= MATERIALS PROVIDED =
** BEGIN **

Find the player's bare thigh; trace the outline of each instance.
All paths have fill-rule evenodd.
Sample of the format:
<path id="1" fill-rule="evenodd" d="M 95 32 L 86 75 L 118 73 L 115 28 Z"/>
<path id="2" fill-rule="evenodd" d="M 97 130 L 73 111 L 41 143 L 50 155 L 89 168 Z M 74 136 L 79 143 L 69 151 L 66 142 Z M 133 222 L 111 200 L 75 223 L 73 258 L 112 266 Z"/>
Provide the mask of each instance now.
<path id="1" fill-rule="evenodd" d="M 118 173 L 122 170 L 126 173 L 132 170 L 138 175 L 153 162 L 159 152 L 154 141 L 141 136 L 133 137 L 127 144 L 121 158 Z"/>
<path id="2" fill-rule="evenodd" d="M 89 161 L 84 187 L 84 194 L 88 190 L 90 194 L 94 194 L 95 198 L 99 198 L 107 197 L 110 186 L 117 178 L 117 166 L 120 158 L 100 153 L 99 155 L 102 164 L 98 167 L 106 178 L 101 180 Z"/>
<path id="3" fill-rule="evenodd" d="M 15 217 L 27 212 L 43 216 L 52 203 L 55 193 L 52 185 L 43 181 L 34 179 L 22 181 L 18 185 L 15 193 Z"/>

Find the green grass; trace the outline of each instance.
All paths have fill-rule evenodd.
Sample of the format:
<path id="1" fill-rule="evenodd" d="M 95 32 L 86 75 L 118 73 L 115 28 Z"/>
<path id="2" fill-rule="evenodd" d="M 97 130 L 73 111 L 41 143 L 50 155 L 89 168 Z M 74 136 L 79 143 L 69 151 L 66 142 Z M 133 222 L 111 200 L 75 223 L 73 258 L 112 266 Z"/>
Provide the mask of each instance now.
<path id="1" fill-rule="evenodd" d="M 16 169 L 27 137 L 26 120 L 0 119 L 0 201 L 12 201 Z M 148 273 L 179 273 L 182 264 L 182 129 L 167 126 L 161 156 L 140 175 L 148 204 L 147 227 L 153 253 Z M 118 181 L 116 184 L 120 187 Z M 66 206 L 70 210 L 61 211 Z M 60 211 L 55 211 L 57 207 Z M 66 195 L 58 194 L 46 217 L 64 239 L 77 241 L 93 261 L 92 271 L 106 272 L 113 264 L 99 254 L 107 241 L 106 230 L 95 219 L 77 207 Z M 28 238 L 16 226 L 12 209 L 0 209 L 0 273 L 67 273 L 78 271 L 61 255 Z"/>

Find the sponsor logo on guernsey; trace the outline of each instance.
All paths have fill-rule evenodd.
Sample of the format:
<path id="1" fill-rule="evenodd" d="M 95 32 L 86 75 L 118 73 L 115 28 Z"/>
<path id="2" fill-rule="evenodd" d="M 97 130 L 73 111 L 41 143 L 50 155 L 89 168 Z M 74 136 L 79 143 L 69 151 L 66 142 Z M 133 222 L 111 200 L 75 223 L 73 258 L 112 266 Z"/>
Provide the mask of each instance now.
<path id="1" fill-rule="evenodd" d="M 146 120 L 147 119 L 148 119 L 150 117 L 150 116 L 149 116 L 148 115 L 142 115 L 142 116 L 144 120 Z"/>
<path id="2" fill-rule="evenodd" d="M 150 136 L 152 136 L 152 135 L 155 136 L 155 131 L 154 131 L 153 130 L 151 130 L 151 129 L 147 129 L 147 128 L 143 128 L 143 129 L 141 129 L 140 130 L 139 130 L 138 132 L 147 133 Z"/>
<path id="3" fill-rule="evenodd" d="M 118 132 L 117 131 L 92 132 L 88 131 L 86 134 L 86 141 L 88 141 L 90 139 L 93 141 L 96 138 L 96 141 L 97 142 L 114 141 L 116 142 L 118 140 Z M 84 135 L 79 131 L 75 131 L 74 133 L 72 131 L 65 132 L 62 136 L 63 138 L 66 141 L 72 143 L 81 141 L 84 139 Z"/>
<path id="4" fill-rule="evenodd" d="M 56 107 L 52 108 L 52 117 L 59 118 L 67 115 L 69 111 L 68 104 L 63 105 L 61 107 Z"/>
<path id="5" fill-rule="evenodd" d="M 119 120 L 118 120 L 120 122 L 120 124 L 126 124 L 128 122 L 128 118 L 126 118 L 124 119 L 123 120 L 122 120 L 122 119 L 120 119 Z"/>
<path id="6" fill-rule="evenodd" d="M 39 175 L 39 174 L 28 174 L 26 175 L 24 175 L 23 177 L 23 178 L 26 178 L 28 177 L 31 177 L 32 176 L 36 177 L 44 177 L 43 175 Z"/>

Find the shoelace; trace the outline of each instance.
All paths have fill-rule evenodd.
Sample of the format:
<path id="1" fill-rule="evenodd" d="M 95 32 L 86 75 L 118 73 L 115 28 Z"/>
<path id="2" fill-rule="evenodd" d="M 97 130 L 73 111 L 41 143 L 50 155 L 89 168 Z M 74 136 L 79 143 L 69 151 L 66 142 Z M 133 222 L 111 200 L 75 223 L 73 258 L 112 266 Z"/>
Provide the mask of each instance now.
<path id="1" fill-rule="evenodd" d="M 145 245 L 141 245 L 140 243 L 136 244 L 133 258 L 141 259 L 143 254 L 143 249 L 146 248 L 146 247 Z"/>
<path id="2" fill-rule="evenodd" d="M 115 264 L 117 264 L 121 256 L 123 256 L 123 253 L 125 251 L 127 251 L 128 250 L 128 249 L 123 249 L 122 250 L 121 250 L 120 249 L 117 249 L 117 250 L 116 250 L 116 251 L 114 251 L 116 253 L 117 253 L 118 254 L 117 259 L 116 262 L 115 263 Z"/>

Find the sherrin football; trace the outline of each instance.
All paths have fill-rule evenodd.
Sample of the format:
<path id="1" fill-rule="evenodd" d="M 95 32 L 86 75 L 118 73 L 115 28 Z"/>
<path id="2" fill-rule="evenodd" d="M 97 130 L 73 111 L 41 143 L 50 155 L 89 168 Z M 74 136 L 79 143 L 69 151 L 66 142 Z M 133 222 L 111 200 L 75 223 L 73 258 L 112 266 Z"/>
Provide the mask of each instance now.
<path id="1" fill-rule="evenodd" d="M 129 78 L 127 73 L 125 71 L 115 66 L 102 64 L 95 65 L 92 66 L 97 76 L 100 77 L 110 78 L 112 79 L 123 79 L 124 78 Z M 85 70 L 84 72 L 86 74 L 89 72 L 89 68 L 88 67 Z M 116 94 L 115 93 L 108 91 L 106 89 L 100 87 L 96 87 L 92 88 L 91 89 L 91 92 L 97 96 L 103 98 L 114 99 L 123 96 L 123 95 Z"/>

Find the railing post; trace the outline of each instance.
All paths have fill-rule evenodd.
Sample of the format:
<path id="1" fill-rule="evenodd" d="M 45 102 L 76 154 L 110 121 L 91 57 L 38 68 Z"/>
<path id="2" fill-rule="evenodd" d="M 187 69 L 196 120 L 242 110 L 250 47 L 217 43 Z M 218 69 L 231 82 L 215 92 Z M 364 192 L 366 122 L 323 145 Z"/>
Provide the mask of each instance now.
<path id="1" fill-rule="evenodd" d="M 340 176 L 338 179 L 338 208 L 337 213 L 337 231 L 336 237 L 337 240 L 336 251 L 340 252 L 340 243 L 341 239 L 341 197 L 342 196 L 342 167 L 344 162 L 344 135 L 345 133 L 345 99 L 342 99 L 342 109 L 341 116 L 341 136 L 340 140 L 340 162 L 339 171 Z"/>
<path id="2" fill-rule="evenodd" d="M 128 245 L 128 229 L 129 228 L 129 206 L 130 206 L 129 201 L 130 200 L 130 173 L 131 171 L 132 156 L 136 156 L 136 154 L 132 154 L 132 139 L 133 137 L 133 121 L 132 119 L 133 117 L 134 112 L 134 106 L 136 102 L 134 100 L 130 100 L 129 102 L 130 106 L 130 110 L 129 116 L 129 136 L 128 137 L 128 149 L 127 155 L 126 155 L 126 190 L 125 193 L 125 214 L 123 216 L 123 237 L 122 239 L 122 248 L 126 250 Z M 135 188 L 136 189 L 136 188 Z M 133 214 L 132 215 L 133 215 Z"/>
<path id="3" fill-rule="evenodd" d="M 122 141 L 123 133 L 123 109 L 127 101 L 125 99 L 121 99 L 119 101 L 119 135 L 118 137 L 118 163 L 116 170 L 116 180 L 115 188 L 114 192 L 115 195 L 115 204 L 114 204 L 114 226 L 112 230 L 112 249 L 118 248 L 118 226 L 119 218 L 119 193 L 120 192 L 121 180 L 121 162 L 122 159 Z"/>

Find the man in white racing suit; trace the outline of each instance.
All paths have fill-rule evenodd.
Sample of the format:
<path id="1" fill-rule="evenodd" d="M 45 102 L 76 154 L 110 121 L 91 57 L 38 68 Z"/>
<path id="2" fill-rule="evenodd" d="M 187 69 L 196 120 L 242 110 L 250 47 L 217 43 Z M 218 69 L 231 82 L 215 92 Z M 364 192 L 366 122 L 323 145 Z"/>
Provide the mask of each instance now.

** END **

= EXERCISE GOAL =
Repeat the entries word for word, starting at the line that contains "Find the man" and ending at the last line of the entries.

= WRITTEN SOLUTION =
Find the man in white racing suit; trace the outline of each instance.
All paths have fill-rule evenodd.
Sample of the format:
<path id="1" fill-rule="evenodd" d="M 45 102 L 76 154 L 110 121 L 91 57 L 38 68 Z"/>
<path id="2" fill-rule="evenodd" d="M 187 69 L 196 120 L 242 110 L 250 47 L 217 43 Z M 218 69 L 231 82 L 215 92 Z M 364 192 L 366 122 L 323 145 Z"/>
Provide the mask of each instance now.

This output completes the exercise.